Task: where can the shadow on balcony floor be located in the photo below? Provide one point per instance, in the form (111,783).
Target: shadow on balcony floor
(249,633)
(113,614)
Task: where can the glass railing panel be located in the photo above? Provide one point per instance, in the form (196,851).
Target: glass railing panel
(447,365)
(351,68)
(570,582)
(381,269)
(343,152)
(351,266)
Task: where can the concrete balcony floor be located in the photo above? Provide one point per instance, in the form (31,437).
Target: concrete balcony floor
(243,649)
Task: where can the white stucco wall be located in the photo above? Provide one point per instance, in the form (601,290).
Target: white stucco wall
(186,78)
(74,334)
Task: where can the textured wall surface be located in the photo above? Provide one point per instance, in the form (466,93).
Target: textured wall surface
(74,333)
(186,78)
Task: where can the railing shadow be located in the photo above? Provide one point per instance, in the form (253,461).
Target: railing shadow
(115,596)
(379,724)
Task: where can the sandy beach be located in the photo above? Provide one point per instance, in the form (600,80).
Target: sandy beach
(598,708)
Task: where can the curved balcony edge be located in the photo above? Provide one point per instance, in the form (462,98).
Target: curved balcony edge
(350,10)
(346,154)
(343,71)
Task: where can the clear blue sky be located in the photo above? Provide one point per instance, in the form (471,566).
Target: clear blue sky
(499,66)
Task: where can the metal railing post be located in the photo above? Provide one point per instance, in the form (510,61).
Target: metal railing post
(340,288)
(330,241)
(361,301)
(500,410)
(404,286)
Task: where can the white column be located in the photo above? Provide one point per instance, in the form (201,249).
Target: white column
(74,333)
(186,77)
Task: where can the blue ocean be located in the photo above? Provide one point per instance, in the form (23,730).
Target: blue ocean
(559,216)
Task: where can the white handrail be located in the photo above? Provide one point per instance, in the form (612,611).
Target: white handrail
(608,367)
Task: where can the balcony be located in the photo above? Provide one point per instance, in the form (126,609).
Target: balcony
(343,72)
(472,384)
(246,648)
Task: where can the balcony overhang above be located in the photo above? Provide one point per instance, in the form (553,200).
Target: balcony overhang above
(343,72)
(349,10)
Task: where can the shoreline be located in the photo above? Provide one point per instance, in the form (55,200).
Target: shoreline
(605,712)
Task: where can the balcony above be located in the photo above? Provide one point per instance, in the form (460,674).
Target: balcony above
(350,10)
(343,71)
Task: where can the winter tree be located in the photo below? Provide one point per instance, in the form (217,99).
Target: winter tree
________
§ Problem to work on
Can you convert every line of the material above into a Markdown table, putting a running row number under Row and the line itself under Line, and leaving out any blank lines?

§ Complete output
| Row | Line |
|---|---|
| 1 | Task: where can the shadow on balcony floor be located in the photo below? Provide one point per instance, in the form (111,783). |
| 2 | Target: shadow on balcony floor |
| 3 | (249,633) |
| 4 | (113,614) |
| 5 | Task: where can the glass railing panel be located in the photo above? Provide one point per instance, in the form (196,851). |
| 6 | Target: glass railing panel |
| 7 | (447,365) |
| 8 | (351,68) |
| 9 | (570,582) |
| 10 | (381,269) |
| 11 | (343,152) |
| 12 | (351,266) |
| 13 | Task: where can the concrete balcony floor be located in the photo above? Provide one point per instance, in the form (31,437). |
| 14 | Target: concrete balcony floor |
| 15 | (243,649) |
| 16 | Task: where can the white stucco wall be located in the photo above? Provide one point per instance, in the form (601,290). |
| 17 | Target: white stucco wall |
| 18 | (186,78) |
| 19 | (74,334) |
| 20 | Task: where can the textured wall surface be located in the photo above? Provide one point per instance, in the form (466,93). |
| 21 | Target: textured wall surface |
| 22 | (74,333) |
| 23 | (186,78) |
| 24 | Task: where can the railing shadow be located in the photo above? Provide one point per instance, in the form (253,461). |
| 25 | Target: railing shadow |
| 26 | (115,596) |
| 27 | (379,724) |
| 28 | Task: where can the sandy beach be located in the photo above? Provide one point per instance, in the form (600,80). |
| 29 | Target: sandy beach |
| 30 | (598,708) |
| 31 | Task: where can the curved balcony edge be located in the photo above? Provide one point per instance, in the form (462,98). |
| 32 | Target: curved balcony edge |
| 33 | (350,10) |
| 34 | (346,154) |
| 35 | (343,71) |
| 36 | Task: where can the clear blue sky be located in the photo above? Provide one point per instance, in the form (471,566). |
| 37 | Target: clear blue sky |
| 38 | (499,66) |
| 39 | Task: where can the metal railing post be located in the photo above? Provide one point per instance, in the form (510,61). |
| 40 | Target: metal railing post |
| 41 | (340,288) |
| 42 | (330,241) |
| 43 | (361,301) |
| 44 | (500,410) |
| 45 | (404,286) |
| 46 | Task: where can the white column be located in the photo above? Provide one point per instance, in the form (201,249). |
| 47 | Target: white column |
| 48 | (74,333) |
| 49 | (186,77) |
| 50 | Task: where can the blue ocean be located in the photo above? Provide one point per instance, in the form (23,730). |
| 51 | Target: blue ocean |
| 52 | (559,216) |
| 53 | Task: where can the white handrail be located in the photo above? Provide one point per instance, in the form (612,611). |
| 54 | Target: white handrail |
| 55 | (608,367) |
| 56 | Task: where can the balcony be located in the photo above? Provide one point per instance, in the form (126,609). |
| 57 | Target: balcony |
| 58 | (343,72) |
| 59 | (472,384) |
| 60 | (246,648) |
| 61 | Task: where can the balcony overhang above be located in the photo above? Provide one point per instance, in the form (553,200). |
| 62 | Target: balcony overhang above |
| 63 | (343,72) |
| 64 | (349,10) |
| 65 | Task: where can the shoreline be located in the photo above? Provide one point per instance, in the form (55,200). |
| 66 | Target: shoreline |
| 67 | (605,712) |
| 68 | Task: where can the balcony above be located in the photo above? Provide one point per instance, in the form (460,674). |
| 69 | Target: balcony above |
| 70 | (350,10) |
| 71 | (343,71) |
| 72 | Task: where can the winter tree be located in the photo below? Provide one point per instance, in the form (217,99). |
| 73 | Target: winter tree |